What an attacker sees before they touch your site

Your /metrics endpoint is a live readout of your internals, and it's public

Almost every modern service exposes a /metrics endpoint so a monitoring system can scrape it. It's not the Prometheus dashboard, that's a UI, a separate thing. This is the raw feed underneath: a plain-text page, machine-readable, that the app emits about itself for its own monitoring to read. It's meant to be scraped by your Prometheus server on the internal network and seen by nobody else.

When that endpoint answers the public internet, it becomes a live, continuously-updating readout of your internals for anyone who appends /metrics to your URL. Nothing here is a "hack", you're just reading a page the app publishes. But the page publishes a lot, and reconnaissance is the whole reason an attacker would want it.

What the raw metrics actually leak

A /metrics response is hundreds of lines of counters and gauges, and the labels attached to them are where the intel is. Internal target hostnames and ports (the things this service talks to). Build and version info (so an attacker knows exactly which version to find a CVE for). Container and image names. The request paths your app serves, including internal and admin routes that never appear in your public navigation. And, in the worst cases, credentials in scrape-target labels, when someone configures a scrape job with a username and password in the URL, that URL shows up as a label.
——————————
[Required work]
[A] List every kind of information that the article on exposed /metrics endpoints says the raw metrics can leak.
[B] From the article on exposed /metrics endpoints, copy word for word the part that opens with the words containing "When that endpoint" and closes with "would want it.".
The records after this point are separate material, unrelated to the article.
——————————
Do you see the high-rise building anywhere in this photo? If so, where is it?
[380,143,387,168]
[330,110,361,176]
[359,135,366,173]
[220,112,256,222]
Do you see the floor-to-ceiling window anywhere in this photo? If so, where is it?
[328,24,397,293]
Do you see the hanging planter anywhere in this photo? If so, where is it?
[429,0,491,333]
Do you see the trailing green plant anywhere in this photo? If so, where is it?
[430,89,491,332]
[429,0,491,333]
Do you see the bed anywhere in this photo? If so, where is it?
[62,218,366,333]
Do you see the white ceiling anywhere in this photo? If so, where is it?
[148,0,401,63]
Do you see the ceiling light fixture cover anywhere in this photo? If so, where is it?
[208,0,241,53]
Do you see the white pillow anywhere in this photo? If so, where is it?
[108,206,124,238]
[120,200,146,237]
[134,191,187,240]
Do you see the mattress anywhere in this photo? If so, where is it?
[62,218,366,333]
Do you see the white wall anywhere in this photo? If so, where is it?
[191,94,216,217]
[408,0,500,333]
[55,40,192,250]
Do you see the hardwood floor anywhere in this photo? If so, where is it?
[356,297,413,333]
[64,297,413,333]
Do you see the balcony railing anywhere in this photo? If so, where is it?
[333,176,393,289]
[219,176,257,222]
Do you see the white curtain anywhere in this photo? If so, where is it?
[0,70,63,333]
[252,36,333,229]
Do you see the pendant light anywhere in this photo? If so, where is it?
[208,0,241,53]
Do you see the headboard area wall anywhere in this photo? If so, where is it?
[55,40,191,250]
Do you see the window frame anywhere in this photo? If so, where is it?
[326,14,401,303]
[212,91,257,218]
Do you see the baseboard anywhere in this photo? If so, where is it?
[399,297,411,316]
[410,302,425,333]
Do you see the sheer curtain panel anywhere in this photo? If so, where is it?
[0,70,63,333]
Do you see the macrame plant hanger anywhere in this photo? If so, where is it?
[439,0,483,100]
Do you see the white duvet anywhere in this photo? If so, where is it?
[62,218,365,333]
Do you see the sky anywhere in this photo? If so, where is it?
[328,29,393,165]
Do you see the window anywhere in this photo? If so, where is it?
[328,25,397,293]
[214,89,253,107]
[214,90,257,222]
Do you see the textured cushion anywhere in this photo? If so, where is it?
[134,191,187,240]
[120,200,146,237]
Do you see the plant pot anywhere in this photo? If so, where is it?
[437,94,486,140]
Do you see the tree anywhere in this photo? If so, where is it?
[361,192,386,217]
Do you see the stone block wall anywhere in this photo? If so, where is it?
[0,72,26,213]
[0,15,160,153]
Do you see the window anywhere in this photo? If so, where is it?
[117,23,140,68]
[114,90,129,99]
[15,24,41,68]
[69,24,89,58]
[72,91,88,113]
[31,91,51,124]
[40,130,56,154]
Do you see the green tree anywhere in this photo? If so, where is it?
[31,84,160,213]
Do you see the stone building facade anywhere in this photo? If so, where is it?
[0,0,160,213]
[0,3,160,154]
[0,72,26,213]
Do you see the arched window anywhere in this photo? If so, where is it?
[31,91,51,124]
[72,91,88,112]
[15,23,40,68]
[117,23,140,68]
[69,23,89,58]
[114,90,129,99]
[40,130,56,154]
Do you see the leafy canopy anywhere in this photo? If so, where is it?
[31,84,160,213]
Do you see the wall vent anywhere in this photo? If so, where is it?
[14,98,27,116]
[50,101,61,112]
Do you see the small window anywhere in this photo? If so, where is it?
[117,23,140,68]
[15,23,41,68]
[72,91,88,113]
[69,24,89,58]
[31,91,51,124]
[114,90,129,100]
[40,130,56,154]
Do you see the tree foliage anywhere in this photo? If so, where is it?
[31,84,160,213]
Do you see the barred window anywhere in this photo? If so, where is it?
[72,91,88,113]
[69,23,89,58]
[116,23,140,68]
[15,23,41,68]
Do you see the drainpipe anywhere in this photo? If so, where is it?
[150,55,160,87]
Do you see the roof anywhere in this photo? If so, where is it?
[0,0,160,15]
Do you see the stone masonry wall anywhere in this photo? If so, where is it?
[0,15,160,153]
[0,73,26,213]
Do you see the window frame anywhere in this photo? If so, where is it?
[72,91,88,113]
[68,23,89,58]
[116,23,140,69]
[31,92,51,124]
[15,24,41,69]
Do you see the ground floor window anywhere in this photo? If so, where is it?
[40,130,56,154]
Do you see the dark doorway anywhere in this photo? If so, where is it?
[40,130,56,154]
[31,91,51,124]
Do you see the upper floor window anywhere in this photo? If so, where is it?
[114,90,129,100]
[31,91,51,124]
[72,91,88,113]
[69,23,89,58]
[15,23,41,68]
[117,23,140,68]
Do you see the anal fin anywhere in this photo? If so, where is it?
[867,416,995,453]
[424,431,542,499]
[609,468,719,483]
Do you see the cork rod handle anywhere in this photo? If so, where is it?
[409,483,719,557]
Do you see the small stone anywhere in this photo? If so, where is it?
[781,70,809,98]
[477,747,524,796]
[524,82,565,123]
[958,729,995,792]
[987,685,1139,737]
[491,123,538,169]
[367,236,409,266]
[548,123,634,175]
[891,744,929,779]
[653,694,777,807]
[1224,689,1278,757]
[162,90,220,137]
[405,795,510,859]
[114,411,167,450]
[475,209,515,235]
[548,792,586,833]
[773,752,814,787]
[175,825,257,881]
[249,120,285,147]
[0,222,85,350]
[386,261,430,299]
——————————
[Problem solutions]
[A]
- Internal target hostnames and ports
- Build and version info
- Container and image names
- The request paths the app serves, including internal and admin routes
- Credentials in scrape-target labels

[B]
When that endpoint answers the public internet, it becomes a live, continuously-updating readout of your internals for anyone who appends /metrics to your URL. Nothing here is a "hack", you're just reading a page the app publishes. But the page publishes a lot, and reconnaissance is the whole reason an attacker would want it.